> _Task goal_
Please set down every record exactly as it appears below.

> _Stored data_
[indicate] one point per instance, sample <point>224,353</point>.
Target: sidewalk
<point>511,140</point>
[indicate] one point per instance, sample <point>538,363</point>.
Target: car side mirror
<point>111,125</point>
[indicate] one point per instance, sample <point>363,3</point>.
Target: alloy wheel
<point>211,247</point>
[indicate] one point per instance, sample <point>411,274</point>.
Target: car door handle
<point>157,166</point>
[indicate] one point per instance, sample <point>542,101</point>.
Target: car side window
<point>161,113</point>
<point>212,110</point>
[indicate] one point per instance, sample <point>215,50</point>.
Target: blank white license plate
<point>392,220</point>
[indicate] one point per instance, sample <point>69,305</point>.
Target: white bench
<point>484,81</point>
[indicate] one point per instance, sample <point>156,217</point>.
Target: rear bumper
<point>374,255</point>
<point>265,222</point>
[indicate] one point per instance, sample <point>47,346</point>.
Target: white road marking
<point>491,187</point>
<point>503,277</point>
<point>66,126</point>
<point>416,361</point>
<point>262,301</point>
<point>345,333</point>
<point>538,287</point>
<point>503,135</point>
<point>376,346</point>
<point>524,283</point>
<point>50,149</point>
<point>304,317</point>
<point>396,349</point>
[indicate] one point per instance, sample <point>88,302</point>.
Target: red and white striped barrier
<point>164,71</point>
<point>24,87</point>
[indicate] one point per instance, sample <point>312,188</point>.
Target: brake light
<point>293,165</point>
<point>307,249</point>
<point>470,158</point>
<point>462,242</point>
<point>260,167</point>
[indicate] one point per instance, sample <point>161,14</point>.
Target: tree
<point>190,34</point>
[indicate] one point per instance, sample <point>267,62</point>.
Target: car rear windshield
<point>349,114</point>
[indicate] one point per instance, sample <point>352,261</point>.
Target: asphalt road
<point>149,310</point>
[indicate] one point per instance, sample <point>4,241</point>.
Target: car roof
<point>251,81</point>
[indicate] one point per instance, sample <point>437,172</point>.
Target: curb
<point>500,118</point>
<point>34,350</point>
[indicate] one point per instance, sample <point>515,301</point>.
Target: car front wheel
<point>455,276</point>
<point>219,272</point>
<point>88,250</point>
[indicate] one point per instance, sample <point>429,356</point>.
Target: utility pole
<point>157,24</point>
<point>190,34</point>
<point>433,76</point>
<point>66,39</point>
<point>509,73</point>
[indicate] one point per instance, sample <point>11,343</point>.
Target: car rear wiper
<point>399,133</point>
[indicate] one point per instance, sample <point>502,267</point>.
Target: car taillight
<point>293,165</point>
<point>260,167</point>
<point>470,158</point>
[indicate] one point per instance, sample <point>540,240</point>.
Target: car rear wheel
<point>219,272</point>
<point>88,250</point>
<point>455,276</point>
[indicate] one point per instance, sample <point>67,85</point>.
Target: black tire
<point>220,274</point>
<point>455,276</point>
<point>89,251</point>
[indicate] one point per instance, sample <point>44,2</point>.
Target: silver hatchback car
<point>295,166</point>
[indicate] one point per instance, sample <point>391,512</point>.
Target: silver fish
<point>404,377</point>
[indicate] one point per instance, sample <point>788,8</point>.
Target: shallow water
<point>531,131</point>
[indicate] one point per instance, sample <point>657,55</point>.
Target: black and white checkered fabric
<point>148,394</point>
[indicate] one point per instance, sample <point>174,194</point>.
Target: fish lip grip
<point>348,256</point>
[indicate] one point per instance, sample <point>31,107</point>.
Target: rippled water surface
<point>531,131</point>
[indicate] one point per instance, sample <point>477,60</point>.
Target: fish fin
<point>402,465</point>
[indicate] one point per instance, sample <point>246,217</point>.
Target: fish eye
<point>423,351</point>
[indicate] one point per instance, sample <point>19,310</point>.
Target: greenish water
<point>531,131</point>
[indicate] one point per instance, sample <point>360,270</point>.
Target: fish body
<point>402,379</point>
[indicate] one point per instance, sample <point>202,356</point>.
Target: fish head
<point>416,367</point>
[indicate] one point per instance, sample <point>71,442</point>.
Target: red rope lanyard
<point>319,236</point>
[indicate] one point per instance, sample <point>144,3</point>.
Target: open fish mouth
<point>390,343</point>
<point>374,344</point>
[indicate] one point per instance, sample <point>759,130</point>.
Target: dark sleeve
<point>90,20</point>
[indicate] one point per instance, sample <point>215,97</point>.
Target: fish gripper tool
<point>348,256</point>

> _Solved problem_
[indicate] one point per instance, sample <point>224,353</point>.
Target: sidewalk
<point>511,140</point>
[indicate] one point per instance, sample <point>538,363</point>.
Target: car side mirror
<point>111,125</point>
[indicate] one point per instance, sample <point>363,3</point>.
Target: alloy wheel
<point>211,247</point>
[indicate] one point per instance, sample <point>411,274</point>.
Target: car door handle
<point>157,166</point>
[indicate] one point per instance, sample <point>542,101</point>.
Target: car side window
<point>161,113</point>
<point>212,110</point>
[indicate] one point per instance, sample <point>215,50</point>.
Target: blank white license plate
<point>392,220</point>
[indicate] one point per instance, sample <point>69,305</point>.
Target: white bench
<point>484,81</point>
[indicate] one point per instance, sample <point>156,217</point>.
Target: rear bumper
<point>374,255</point>
<point>265,222</point>
[indicate] one point per instance, sample <point>47,346</point>.
Target: white road marking
<point>491,187</point>
<point>503,277</point>
<point>66,126</point>
<point>416,361</point>
<point>262,301</point>
<point>345,333</point>
<point>538,287</point>
<point>503,135</point>
<point>376,346</point>
<point>524,283</point>
<point>50,149</point>
<point>304,317</point>
<point>396,349</point>
[indicate] one point per instance, sample <point>88,302</point>.
Target: red and white striped barrier
<point>164,71</point>
<point>24,87</point>
[indicate] one point per instance, sample <point>312,188</point>.
Target: brake light
<point>293,165</point>
<point>307,249</point>
<point>470,158</point>
<point>462,242</point>
<point>260,167</point>
[indicate] one point per instance, sample <point>161,14</point>.
Target: tree
<point>190,34</point>
[indicate] one point per instance, sample <point>267,62</point>.
Target: car rear windshield
<point>349,114</point>
[indicate] one point per instance, sample <point>352,261</point>.
Target: asphalt road
<point>149,310</point>
[indicate] one point per instance, sample <point>4,241</point>.
Target: car roof
<point>251,81</point>
[indicate] one point per instance, sample <point>437,172</point>.
Target: curb
<point>500,118</point>
<point>34,350</point>
[indicate] one point per instance, sample <point>515,301</point>.
Target: car front wheel
<point>455,276</point>
<point>219,272</point>
<point>88,250</point>
[indicate] one point per instance, sample <point>429,356</point>.
Target: utility pole
<point>157,24</point>
<point>190,34</point>
<point>433,76</point>
<point>66,39</point>
<point>509,73</point>
[indicate] one point per instance, sample <point>11,343</point>.
Target: car rear wiper
<point>399,133</point>
[indicate] one point per instance, sample <point>502,267</point>.
Target: car taillight
<point>293,165</point>
<point>260,167</point>
<point>470,158</point>
[indicate] one point per instance, sample <point>540,240</point>.
Target: car rear wheel
<point>219,272</point>
<point>88,250</point>
<point>455,276</point>
[indicate] one point per instance, sample <point>67,85</point>.
Target: black tire
<point>220,274</point>
<point>455,276</point>
<point>89,251</point>
[indicate] one point per instance, sample <point>44,2</point>.
Target: silver hatchback car
<point>295,166</point>
[indicate] one point per instance, sample <point>391,512</point>.
Target: silver fish
<point>404,377</point>
[indicate] one point per instance, sample <point>788,8</point>.
Target: shallow water
<point>531,131</point>
[indicate] one point per instance, sample <point>657,55</point>.
Target: black and white checkered fabric
<point>148,394</point>
[indicate] one point per instance, sample <point>174,194</point>.
Target: fish lip grip
<point>348,256</point>
[indicate] one point per instance, sample <point>31,107</point>.
Target: rippled water surface
<point>531,131</point>
[indicate] one point per instance, sample <point>477,60</point>.
Target: fish fin
<point>402,465</point>
[indicate] one point per instance, sample <point>246,217</point>.
Target: fish eye
<point>423,351</point>
[indicate] one point per instance, sample <point>19,310</point>.
Target: greenish water
<point>531,131</point>
[indicate] one point per instance, sample <point>360,270</point>.
Target: fish body
<point>402,379</point>
[indicate] one point per instance, sample <point>202,356</point>.
Target: fish head
<point>416,367</point>
[indicate] one point per instance, sample <point>71,442</point>.
Target: red rope lanyard
<point>319,236</point>
[indicate] one point per instance, sample <point>144,3</point>.
Target: open fish mouth
<point>390,343</point>
<point>374,344</point>
[indicate] one point per instance, sample <point>759,130</point>.
Target: dark sleeve
<point>90,20</point>
[indicate] one point per instance, sample <point>215,97</point>.
Target: fish gripper tool
<point>348,256</point>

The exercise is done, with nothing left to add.